## [What you have to do]
Recast the records below as a Markdown table with the columns No. and Line, covering only the lines from the line containing "window with blinds." through the line containing "wooden ceiling beam.", both included. Number the rows in order and leave out blank lines.

(Object point labels)
-=-=-=-=-

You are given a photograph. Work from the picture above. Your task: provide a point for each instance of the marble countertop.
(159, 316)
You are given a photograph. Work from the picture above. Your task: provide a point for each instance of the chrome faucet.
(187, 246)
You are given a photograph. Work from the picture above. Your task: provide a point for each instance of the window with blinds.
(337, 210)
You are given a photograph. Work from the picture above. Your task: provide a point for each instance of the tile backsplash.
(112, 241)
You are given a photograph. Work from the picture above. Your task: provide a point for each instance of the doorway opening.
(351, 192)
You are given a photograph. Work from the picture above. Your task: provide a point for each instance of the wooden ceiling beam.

-=-=-=-=-

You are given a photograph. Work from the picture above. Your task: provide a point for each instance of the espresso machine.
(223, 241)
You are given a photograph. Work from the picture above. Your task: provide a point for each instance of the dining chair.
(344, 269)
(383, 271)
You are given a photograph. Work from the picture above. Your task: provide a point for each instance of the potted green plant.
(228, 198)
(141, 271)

-=-=-=-=-

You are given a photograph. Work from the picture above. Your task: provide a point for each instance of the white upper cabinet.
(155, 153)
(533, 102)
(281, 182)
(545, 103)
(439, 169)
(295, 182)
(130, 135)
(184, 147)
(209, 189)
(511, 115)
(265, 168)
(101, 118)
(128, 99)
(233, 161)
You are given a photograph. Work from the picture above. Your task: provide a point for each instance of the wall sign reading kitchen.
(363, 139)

-=-=-=-=-

## [Written reply]
| No. | Line |
|---|---|
| 1 | You are given a photograph. Work from the picture above. Your task: provide a point for each instance of the window with blinds. |
| 2 | (337, 210) |
| 3 | You are given a photograph. Work from the picture above. Your task: provide a point for each instance of the tile backsplash. |
| 4 | (112, 241) |
| 5 | You are given a photograph. Work from the picture above. Your task: provide a point for each instance of the doorway opening. |
| 6 | (351, 192) |
| 7 | You are given a photograph. Work from the picture above. Your task: provide a point for each instance of the wooden ceiling beam. |